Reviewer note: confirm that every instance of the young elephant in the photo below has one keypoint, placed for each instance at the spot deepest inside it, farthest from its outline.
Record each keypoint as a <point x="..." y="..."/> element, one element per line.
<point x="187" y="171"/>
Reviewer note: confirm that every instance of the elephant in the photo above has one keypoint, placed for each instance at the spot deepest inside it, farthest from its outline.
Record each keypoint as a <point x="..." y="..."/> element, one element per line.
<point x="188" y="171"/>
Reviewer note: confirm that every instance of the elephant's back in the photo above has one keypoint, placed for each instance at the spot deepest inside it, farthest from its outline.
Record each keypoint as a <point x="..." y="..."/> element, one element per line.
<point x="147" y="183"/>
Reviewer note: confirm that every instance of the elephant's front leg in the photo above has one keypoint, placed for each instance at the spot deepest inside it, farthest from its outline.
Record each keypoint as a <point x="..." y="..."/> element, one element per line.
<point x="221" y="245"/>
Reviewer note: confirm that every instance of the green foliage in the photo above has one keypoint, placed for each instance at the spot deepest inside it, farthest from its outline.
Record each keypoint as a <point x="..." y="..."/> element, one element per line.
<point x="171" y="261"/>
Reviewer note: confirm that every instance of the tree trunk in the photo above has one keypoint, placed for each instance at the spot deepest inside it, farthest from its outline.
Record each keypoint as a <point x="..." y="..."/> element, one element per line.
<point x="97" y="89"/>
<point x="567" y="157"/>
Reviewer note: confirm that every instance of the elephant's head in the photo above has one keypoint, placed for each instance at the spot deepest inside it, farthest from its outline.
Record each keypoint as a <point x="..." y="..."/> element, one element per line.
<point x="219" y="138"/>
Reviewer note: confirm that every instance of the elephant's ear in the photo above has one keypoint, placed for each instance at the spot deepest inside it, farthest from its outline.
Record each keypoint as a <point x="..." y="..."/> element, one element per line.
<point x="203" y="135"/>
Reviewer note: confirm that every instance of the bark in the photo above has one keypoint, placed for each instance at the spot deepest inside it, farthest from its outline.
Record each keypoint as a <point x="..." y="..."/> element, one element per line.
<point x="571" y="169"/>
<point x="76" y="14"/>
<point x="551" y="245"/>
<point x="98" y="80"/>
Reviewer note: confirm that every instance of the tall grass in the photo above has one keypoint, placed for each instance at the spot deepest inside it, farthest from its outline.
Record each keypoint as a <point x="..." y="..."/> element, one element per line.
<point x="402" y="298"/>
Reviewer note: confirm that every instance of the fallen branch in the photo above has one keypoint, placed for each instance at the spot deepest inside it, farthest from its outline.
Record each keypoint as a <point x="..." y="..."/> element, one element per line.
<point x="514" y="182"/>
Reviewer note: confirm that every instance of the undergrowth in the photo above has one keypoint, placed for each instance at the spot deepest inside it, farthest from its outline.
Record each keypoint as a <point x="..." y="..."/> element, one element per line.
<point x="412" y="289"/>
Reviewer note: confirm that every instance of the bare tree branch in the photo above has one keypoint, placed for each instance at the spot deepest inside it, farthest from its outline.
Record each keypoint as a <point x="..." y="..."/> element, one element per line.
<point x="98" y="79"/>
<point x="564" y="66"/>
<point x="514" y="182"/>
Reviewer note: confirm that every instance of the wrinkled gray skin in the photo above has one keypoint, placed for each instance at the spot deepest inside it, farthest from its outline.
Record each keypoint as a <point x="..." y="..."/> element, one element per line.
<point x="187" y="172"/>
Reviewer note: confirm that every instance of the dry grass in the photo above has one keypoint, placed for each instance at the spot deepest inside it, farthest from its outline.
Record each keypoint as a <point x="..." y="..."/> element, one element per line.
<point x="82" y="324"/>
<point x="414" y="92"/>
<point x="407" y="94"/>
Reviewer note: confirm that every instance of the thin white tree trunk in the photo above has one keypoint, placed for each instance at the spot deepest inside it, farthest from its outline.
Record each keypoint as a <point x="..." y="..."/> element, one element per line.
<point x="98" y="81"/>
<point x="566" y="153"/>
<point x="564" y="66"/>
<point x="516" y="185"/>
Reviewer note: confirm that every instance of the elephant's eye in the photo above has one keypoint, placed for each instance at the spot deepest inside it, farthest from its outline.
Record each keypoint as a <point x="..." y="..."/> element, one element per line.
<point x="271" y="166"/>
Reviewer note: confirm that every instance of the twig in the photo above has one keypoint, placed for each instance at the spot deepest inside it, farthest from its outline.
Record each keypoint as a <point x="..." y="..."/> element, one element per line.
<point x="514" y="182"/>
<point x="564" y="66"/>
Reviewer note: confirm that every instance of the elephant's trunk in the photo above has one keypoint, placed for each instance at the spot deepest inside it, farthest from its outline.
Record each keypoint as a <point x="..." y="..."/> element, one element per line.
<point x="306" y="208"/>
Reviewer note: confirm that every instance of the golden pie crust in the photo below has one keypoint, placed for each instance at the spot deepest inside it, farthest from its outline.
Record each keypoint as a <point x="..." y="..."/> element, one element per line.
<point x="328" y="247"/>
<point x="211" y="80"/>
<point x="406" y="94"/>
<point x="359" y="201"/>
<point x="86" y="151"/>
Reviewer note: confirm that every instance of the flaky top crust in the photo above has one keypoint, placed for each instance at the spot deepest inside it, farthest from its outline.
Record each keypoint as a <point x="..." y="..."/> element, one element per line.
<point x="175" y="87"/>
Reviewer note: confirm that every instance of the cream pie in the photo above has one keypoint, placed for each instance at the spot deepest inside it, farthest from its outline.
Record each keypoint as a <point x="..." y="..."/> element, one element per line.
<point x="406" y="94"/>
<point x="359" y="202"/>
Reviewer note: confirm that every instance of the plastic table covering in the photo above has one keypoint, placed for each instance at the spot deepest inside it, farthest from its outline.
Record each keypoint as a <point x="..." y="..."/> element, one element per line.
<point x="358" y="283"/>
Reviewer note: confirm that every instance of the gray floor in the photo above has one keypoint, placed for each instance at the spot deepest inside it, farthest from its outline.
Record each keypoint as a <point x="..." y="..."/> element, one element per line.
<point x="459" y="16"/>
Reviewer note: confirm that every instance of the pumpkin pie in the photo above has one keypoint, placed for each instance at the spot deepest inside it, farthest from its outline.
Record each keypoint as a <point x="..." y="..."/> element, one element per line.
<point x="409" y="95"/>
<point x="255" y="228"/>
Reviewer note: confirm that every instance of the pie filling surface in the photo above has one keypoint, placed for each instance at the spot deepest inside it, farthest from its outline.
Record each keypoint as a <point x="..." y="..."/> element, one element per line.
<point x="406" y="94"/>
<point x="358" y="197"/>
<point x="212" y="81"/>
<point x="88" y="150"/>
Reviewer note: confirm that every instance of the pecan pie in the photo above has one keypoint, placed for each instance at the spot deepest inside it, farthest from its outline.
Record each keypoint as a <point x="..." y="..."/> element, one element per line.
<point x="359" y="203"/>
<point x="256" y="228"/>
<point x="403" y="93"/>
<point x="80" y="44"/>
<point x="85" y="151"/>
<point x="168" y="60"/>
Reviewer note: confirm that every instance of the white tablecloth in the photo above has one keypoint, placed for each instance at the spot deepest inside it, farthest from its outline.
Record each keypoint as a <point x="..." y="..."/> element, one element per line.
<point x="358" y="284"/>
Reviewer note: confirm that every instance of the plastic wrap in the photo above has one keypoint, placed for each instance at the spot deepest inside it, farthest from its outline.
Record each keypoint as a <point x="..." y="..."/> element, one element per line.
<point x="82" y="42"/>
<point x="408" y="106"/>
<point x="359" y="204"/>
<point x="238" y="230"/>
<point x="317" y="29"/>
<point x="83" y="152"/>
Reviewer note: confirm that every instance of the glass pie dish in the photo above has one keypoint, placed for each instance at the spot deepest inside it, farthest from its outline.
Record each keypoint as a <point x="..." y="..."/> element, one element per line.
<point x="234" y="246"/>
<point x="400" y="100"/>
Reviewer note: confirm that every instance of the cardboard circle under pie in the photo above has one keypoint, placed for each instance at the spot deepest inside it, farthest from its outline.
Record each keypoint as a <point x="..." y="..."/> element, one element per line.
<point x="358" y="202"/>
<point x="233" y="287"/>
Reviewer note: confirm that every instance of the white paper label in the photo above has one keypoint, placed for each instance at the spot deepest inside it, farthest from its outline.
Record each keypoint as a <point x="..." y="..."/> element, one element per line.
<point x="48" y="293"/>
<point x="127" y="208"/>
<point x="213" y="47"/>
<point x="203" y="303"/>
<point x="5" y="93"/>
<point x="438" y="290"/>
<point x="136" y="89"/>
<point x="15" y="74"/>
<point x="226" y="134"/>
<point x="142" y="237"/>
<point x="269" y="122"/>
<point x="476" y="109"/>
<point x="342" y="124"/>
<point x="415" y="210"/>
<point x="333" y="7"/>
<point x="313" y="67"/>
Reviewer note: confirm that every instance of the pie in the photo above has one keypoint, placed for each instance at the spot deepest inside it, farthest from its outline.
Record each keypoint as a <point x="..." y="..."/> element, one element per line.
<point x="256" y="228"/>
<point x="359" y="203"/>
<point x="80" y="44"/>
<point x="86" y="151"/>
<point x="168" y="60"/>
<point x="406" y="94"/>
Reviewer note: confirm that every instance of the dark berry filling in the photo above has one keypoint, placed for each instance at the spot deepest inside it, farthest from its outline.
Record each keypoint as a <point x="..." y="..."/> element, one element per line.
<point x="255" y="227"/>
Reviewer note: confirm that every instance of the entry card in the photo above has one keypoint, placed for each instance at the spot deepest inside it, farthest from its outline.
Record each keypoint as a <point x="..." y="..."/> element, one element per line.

________________

• **WHAT YOU NEED TO DO**:
Give again the lines from the line holding "Reviewer note: confirm that every instance of the dark" through the close of the listing, both included, exactly as written and with nothing else.

• **TASK OUTPUT**:
Reviewer note: confirm that every instance of the dark berry filling in the photo above has one keypoint, placed for each instance at the spot deepest inside it, farthest from its outline.
Record each keypoint as a <point x="..." y="..."/> element, one element per line.
<point x="255" y="227"/>
Reviewer note: confirm that every instance of the entry card in the photo above has one keypoint, placed for each instance at the spot deepest inside it, farthest from its outline.
Record each keypoint as a <point x="..." y="..."/> element, one element per line.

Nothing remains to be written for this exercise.